AIM OF THE EXERCISE :: Pull out from the material below all lines with "umbrella".

THE DATA ::
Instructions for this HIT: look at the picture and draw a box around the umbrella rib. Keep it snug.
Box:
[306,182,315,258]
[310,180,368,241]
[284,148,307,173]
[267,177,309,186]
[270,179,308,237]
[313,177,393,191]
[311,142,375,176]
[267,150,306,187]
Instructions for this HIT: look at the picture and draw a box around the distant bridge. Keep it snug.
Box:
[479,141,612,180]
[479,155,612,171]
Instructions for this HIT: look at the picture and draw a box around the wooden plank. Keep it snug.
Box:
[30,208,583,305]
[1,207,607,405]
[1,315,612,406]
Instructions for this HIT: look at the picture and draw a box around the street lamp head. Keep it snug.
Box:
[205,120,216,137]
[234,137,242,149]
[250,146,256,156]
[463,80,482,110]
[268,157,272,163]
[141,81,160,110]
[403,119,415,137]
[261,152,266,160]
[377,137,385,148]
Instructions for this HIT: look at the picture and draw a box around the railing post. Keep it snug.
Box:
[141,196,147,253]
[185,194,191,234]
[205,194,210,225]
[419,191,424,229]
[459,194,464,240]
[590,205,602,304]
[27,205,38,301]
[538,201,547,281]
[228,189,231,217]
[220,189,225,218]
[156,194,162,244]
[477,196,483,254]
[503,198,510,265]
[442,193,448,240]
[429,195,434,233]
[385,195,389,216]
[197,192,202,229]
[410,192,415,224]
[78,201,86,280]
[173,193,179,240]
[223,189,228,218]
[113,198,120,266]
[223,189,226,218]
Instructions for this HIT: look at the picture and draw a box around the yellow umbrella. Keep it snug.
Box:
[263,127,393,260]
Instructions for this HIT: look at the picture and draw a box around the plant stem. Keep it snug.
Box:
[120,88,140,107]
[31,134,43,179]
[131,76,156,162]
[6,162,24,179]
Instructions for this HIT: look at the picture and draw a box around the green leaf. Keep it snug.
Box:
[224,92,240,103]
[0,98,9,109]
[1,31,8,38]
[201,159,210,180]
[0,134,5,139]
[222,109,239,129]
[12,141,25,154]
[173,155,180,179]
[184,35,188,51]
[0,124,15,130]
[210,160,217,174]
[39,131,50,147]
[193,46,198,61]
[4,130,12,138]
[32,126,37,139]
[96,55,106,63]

EXERCISE ANSWER ::
Instructions for this HIT: look at the picture and draw a box around the umbrella rib. Keep it snug.
Instructions for this HIT: look at the picture and draw a box around the yellow umbrella. Keep it snug.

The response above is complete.